===== Data records =====

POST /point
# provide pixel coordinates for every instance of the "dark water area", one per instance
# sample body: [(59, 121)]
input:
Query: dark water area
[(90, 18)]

=====

Description of the task ::
Quote the records above verbatim, keeping every line in its original order.

Answer to the problem ::
POST /point
# provide pixel coordinates for every instance of the "dark water area", one per instance
# sample body: [(59, 121)]
input:
Query: dark water area
[(90, 18)]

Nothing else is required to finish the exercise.